> _Written problem a_
From the article on 2025 genre trends, extract the passage that begins with the words "If you’re experimenting" and ends with "Academia, and Thrillers/Mysteries.", copying it character for character.

> _Page text_
+--

In 2025, reading tastes didn’t just shift; they evolved. The genre shifts in 2025 weren’t subtle: they reshaped bestseller lists, redefined reader expectations, and made hybrid storytelling the new norm. For authors, this creates both opportunity and challenge.
In this post, we unpack which genres boomed, which declined, why hybrids rose, and how you can position your writing and your next book to ride the wave into 2026.
Big Winners of 2025: What Outperformed the Market
Romance-Fantasy Hybrids Took Over
Possibly the biggest story of 2025: the meteoric rise of romantasy: romance + fantasy. Sales of science fiction and fantasy books rocketed, increasing by 41.3% between 2023 and 2024, driven in large part by this hybrid trend.
Romantasy’s appeal is broad: emotional intimacy, fantasy world-building, and the familiar tropes of romance all wrapped into one. The success of titles like Fourth Wing (and similar hits) shows how potent the mix can be.
In 2025, many of the top-selling and most talked-about novels combined sweeping fantasy scope with romantic stakes, and readers responded enthusiastically.
What this means for authors in 2026
- If you write fantasy, consider adding romantic tension or a love arc.
- If you write romance, think about speculative or fantasy settings instead of contemporary ones.
- Hybrid works tend to draw from two readerships, increasing discoverability and sales potential.
If you’re experimenting with genre fusion, our blog on Cross-Genre Fiction Trends expands on many of these patterns.
YA Fiction, Fantasy & Dark Academia Stayed Strong, Especially Among Younger Readers
According to multiple market analyses, the most in-demand genres in 2025 included Young Adult (YA), Fantasy, Romance / Romantasy, Dark Academia, and Thrillers/Mysteries.
Fantasy in particular saw a resurgence, with search interest and readership climbing sharply.
What this means for authors
- If you write YA, lean into crossover appeal; many adult readers still buy YA.
- Consider subgenres that mix atmospheric, emotional, and intellectual elements (dark academia, thriller-fantasy, speculative YA).
- Don’t rely strictly on “pure fantasy” tropes; readers often crave emotional nuance, mood, and complexity.

+--

> _Written problem b_
Copy every one of the records below word for word, omitting the pictures from your answer.

> _Records to process_
+--

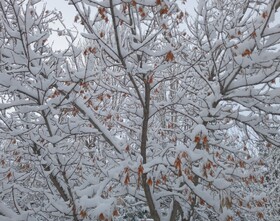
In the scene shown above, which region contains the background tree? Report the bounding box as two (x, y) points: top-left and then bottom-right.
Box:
(0, 0), (280, 221)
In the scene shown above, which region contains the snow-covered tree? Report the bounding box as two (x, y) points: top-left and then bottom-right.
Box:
(0, 0), (280, 221)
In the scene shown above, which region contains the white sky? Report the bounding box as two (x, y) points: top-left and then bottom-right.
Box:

+--

> _Task answer a_
If you’re experimenting with genre fusion, our blog on Cross-Genre Fiction Trends expands on many of these patterns.
YA Fiction, Fantasy & Dark Academia Stayed Strong, Especially Among Younger Readers
According to multiple market analyses, the most in-demand genres in 2025 included Young Adult (YA), Fantasy, Romance / Romantasy, Dark Academia, and Thrillers/Mysteries.

> _Task answer b_
In the scene shown above, which region contains the background tree? Report the bounding box as two (x, y) points: top-left and then bottom-right.
Box:
(0, 0), (280, 221)
In the scene shown above, which region contains the snow-covered tree? Report the bounding box as two (x, y) points: top-left and then bottom-right.
Box:
(0, 0), (280, 221)
In the scene shown above, which region contains the white sky? Report the bounding box as two (x, y) points: top-left and then bottom-right.
Box:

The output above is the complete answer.